[Collected data]
○ ○ ○ ○ ○ ○ ○

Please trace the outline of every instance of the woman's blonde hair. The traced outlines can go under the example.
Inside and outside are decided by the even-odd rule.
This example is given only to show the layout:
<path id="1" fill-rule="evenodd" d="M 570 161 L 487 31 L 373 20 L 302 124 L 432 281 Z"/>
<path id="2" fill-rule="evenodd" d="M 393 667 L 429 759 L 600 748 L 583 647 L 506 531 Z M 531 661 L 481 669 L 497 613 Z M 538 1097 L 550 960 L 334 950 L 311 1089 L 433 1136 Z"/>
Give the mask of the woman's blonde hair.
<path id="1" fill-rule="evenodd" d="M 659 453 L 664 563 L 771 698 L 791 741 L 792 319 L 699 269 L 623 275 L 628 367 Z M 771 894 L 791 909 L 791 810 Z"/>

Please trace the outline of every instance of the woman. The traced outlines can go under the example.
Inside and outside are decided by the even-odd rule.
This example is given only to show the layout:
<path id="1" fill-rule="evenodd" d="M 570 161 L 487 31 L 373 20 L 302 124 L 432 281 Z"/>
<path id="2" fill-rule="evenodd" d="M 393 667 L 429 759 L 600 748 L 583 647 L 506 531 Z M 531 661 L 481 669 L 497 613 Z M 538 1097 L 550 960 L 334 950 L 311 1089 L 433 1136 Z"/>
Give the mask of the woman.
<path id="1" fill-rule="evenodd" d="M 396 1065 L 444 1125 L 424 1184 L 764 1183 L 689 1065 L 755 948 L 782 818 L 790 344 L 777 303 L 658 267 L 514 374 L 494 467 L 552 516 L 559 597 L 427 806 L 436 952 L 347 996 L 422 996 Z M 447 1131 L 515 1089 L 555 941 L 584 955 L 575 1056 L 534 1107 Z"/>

○ ○ ○ ○ ○ ○ ○

> _The problem_
Please give the number of lines in the data above that hold "traced", and write nothing else.

> _Finished exercise_
2